**Task brief**
Lay out the items below as a two-column CSV with the header text,answer and one row per item. Put each item's wording and its answer in a single quoted field, replace line breaks with spaces, and leave out the pictures.

(Items excerpted from a collection)
★ ★ ★
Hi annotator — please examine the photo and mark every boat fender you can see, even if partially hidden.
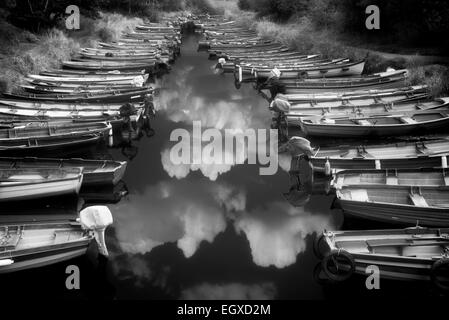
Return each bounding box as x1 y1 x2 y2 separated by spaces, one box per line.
430 258 449 291
133 76 145 87
119 102 137 118
217 58 226 69
374 159 382 170
321 249 355 281
313 234 327 260
236 65 243 83
0 259 14 267
80 206 113 257
287 136 315 156
108 122 114 147
324 157 332 177
270 67 281 79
★ ★ ★
**Task result**
text,answer
"Hi annotator — please examine the photo and mark every boat fender you can see, even if partially hidden. Return each bounding box as x1 y1 x2 y2 separated by spaces, one box per line.","430 258 449 291 133 76 145 87 119 102 137 118 217 58 226 69 374 159 382 170 321 249 355 281 313 234 327 260 236 65 243 83 0 259 14 267 80 206 113 257 287 136 315 156 108 122 114 147 324 157 332 177 270 67 281 79"